→ **Passage provided**
══════════

At this point, we’ve refined the neutral theory quite a bit. Our understanding of how molecules evolve now recognizes that some substitutions are more likely than others, but we’re still proceeding under the assumption that most nucleotide substitutions are neutral or detrimental. So far we’ve argued that variation like what Hubby and Lewontin found is not likely to be maintained by natural selection. But we have strong evidence that heterozygotes for the sickle-cell allele are more fit than either homozygote in human populations where malaria is prevalent. That’s an example where selection is acting to maintain a polymorphism, not to eliminate it. Are there other examples? How could we detect them?
In the 1970s a variety of studies suggested that a polymorphism in the locus coding for alcohol dehydrogenase in Drosophila melanogaster might not only be subject to selection but that selection may be acting to maintain the polymorphism. As DNA sequencing became more practical at about the same time,1 population geneticists began to realize that comparative analyses of DNA sequences at protein-coding loci could provide a powerful tool for unraveling the action of natural selection. Synonymous sites within a protein-coding sequence provide a powerful standard of comparison. Regardless of
the demographic history of the population from which the sequences were collected,
the length of time that populations have been evolving under the sample conditions and whether it has been long enough for the population to have reached a drift-migration-mutation-selection equilibrium, or
the actual magnitude of the mutation rate, the migration rate, or the selection coefficients
the synonymous positions within the sequence provide an internal control on the amount and pattern of differentiation that should be expected when substitutions are neutral.2 Thus, if we see different patterns of nucleotide substitution at synonymous and non-synonymous sites, we can infer that selection is having an effect on amino acid substitutions.
Kreitman took advantage of these ideas to provide additional insight into whether natural selection was likely to be involved in maintaining the polymorphism at Adh in Drosophila melanogaster. He cloned and sequenced 11 alleles at this locus, each a little less than 2.4kb in length.3 If we restrict our attention to the coding region, a total of 765bp, there were 6 distinct sequences that differed from one another at between 1 and 13 sites. Given the observed level of polymorphism within the gene, there should be 9 or 10 amino acid differences observed as well, but only one of the nucleotide differences results in an amino acid difference, the amino acid difference associated with the already recognized electrophoretic polymorphism. Thus, there is significantly less amino acid diversity than expected if nucleotide substitutions were neutral, consistent with my assertion that most mutations are deleterious and that natural selection will tend to eliminate them. In other words, another example of the “sledgehammer principle.”
Does this settle the question? Is the Adh polymorphism another example of allelic variants being neutral or selected against? Would I be asking these questions if the answer were “Yes”?
A few years after Kreitman appeared, Kreitman and Aguadé published an analysis in which they looked at levels of nucleotide diversity in the Adh region, as revealed through analysis of RFLPs, in D. melanogaster and the closely related D. simulans. Why the comparative approach? Well, Kreitman and Aguadé remembered that the neutral theory of molecular evolution makes two predictions that are related to the underlying mutation rate:
If mutations are neutral, the substitution rate is equal to the mutation rate.

══════════

→ **What you will do**
**1)** Answer these questions from the passage on the neutral theory and the Adh polymorphism:
(a) In which human populations are heterozygotes for the sickle-cell allele more fit than either homozygote?
(b) How many alleles at the Adh locus did Kreitman clone and sequence?
(c) Which two species did Kreitman and Aguadé compare in their analysis of the Adh region?
**2)** Carry on the passage on the neutral theory and the Adh polymorphism from the point at which it stops.
The lines that follow have no connection to the passage on the neutral theory and the Adh polymorphism.

══════════

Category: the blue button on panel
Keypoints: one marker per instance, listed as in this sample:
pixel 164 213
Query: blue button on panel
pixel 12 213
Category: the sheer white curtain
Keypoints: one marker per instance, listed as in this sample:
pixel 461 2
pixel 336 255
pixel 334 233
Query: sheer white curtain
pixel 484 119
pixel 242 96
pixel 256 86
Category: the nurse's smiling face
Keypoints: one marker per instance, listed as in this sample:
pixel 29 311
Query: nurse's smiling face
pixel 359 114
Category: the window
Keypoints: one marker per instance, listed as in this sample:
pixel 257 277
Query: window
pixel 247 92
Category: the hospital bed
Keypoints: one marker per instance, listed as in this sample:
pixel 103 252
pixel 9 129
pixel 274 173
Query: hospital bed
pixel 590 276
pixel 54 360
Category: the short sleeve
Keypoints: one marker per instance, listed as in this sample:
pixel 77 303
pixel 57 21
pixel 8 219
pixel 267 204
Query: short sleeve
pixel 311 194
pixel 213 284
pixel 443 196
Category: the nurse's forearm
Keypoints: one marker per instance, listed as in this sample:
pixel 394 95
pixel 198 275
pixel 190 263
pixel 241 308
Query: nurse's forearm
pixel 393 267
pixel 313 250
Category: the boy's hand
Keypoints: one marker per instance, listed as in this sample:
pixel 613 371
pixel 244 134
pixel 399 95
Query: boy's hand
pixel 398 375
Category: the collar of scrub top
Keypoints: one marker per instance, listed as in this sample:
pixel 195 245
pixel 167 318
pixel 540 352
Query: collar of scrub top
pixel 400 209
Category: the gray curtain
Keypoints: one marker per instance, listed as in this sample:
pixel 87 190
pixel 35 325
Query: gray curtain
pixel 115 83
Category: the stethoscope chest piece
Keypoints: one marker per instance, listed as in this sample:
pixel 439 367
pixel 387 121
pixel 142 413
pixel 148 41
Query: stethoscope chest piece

══════════

→ **Answers to the exercises**
**1)**
(a) Populations where malaria is prevalent.
(b) 11 alleles.
(c) Drosophila melanogaster and D. simulans.

**2)**
If mutations are neutral, the diversity within populations should be about \(4N_e\mu/(4N_e\mu + 1)\).
Thus, if variation at the Adh locus in D. melanogaster is selectively neutral, the amount of divergence between D. melanogaster and D. simulans should be related to the amount of diversity within each. What they found instead is summarized in Table 1.
The expected level of diversity in each part of the Adh locus is calculated assuming that the probability of polymorphism is independent of what position in the locus we are examining.4 Specifically, Kreitman and Aguadé calculated the expected polymorphism as follows:
They calculated the number of “site equivalents” in each region of the locus. A site equivalent is the actual length of the region (in number of nucleotides) times the fraction of changes within that sequence that would lead to gain or loss of a restriction site.5 There were 414 site equivalents in the 5’ flanking region, 411 site equivalents in the Adh locus, and 129 site equivalents in the 3’ flanking region.
They calculated the fraction of site equivalents that were polymorphic across the entire locus: \[\frac{25}{414+411+129} \approx 0.026 \quad .\]
They calculated the expected number of polymorphic sites within a region as the product of the number of site equivalents and the fraction of polymorphic site equivalents.
They used the same approach to calculate the expected divergence between D. melanogaster and D. simulans with one important exception. They directly compared the nucleotide sequence of one Adh allele from D. melanogaster with one Adh allele from D. simulans.6 As a result, they didn’t have to use the site equivalent correction. They could directly use the number of nucleotides in each region of the gene.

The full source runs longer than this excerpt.